**Tarefa 1**
Troque "credores" por "titulares de créditos" no excerto sobre a insolvência e escreva de novo o trecho que começa em "12 – Pelo que, andou" e acaba em "se encontrarem verificados.".
**Tarefa 2**
Resuma o excerto sobre a insolvência em duas frases.
**Tarefa 3**
Prossiga o excerto sobre a insolvência a partir do ponto em que termina.

12 – Pelo que, andou mal o tribunal “a quo” ao decidir que com o remanescente, se proceda a rateio entre os credores, sendo que para este efeito, e atenta a sentença proferida, todos considerados comuns.

13 – Pois, o pagamento directo aos credores iria permitir que surgissem violações ao princípio da igualdade.

14 – O pagamento aos credores da insolvência deve depender da categoria em que estes se inserem e dos seus créditos se encontrarem verificados.

15 – Isto significa que, após pagas as dívidas da massa insolvente (custas do processo e honorários do administrador judicial), o Apelante deve ser pago em primeiro lugar face a todos os outros credores,

16 – Pelo exposto, viola o Despacho Recorrido o disposto na alínea e) do nº2 do artigo 189º do CIRE e o disposto no artigo 59º, nº3 da CRP devendo a mesma ser revogada.

**Excertos dos registos**

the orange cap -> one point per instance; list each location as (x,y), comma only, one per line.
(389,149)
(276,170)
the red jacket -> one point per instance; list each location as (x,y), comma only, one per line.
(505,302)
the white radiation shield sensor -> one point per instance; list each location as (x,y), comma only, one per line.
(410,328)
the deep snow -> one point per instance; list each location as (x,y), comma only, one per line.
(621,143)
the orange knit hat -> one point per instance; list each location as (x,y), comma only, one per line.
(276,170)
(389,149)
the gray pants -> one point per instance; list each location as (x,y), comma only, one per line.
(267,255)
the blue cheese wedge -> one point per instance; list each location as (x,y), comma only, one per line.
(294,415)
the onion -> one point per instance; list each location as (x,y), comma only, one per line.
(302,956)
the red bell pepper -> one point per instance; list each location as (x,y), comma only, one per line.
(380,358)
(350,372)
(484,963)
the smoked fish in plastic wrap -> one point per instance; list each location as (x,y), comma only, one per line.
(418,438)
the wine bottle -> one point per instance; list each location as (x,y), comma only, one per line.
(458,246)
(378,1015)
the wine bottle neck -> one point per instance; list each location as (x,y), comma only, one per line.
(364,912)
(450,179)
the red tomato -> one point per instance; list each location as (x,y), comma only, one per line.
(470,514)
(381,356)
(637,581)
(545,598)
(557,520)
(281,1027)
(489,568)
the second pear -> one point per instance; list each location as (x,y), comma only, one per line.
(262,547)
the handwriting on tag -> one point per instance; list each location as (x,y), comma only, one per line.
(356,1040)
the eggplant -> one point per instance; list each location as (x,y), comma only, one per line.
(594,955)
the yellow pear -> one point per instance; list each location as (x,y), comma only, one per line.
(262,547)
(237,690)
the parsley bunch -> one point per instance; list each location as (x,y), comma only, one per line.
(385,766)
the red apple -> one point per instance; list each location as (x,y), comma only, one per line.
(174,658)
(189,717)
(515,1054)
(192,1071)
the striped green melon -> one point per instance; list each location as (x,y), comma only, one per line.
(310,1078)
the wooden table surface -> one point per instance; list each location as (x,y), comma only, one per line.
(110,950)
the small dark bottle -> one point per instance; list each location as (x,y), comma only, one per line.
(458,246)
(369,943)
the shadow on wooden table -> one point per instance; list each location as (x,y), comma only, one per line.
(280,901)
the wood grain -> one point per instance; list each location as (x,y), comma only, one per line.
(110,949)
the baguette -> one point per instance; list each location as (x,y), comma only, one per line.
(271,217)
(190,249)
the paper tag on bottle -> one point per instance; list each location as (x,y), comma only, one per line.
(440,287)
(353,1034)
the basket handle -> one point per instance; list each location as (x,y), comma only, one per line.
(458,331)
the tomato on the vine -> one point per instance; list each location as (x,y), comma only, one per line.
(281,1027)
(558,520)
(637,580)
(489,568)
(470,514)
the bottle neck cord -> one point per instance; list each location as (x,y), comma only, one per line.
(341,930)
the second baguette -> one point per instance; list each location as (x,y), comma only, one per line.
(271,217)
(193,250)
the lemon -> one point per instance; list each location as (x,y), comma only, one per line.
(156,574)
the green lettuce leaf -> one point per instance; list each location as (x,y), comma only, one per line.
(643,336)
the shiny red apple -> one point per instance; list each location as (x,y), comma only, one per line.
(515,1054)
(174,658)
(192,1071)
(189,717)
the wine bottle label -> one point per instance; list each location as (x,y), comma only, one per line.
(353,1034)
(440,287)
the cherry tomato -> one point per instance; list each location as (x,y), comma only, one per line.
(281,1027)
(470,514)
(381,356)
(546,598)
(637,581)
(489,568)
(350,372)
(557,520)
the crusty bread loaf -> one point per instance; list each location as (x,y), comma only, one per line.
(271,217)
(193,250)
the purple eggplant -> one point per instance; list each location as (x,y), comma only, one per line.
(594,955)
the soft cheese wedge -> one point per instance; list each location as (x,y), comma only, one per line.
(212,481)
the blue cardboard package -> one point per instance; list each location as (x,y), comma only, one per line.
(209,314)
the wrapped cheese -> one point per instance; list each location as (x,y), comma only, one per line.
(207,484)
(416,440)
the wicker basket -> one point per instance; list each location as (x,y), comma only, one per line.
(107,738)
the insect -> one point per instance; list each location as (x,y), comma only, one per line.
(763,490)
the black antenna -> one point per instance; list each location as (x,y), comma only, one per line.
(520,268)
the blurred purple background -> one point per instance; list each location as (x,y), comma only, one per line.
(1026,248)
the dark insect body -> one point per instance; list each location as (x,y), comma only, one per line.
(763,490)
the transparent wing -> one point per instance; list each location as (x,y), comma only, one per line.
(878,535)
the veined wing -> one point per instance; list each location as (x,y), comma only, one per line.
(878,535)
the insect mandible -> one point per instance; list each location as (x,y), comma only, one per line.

**Resultado 1**
12 – Pelo que, andou mal o tribunal “a quo” ao decidir que com o remanescente, se proceda a rateio entre os titulares de créditos, sendo que para este efeito, e atenta a sentença proferida, todos considerados comuns.

13 – Pois, o pagamento directo aos titulares de créditos iria permitir que surgissem violações ao princípio da igualdade.

14 – O pagamento aos titulares de créditos da insolvência deve depender da categoria em que estes se inserem e dos seus créditos se encontrarem verificados.

**Resultado 2**
O Apelante diz que o tribunal errou ao mandar repartir o remanescente entre todos os credores, tidos como comuns, porque o pagamento direto permitiria violações ao princípio da igualdade e o pagamento deve depender da categoria dos credores e da verificação dos seus créditos. Assim, depois de pagas as dívidas da massa insolvente, o Apelante deve ser pago antes de todos os outros credores, e o Despacho Recorrido, por violar a alínea e) do nº2 do artigo 189º do CIRE e o artigo 59º, nº3 da CRP, deve ser revogado.

**Resultado 3**
O Mº Pº apresentou resposta às alegações do Recorrente, nas quais pugna pela manutenção do despacho recorrido, tendo para o efeito considerado o seguinte (transcrevem-se os respectivos parágrafos da peça):
Desde logo, o artigo 189.º, n.º 2, al. e), do CIRE, não distingue os créditos, tratando- os todos por igual.
Por outro lado, nem todos os créditos sobre a insolvência de natureza laboral são garantidos ou privilegiados, mas apenas “os créditos que beneficiem, respectivamente, de garantias reais, incluindo os privilégios creditórios especiais, e de privilégios creditórios gerais sobre bens integrantes da massa insolvente”, e apenas “até ao montante correspondente ao valor dos bens objecto das garantias ou dos privilégios gerais, tendo em conta as eventuais onerações prevalecentes”, tal como resulta do artigo 47.º, n.4, al. a), do CIRE.
Sendo que nos termos do artigo 333.º, n.º 1, do Código do Trabalho, “Os créditos do trabalhador emergentes de contrato de trabalho, ou da sua violação ou cessação gozam dos seguintes privilégios creditórios:
a) Privilégio mobiliário geral;
b) Privilégio imobiliário especial sobre bem imóvel do empregador no qual o trabalhador presta a sua actividade.”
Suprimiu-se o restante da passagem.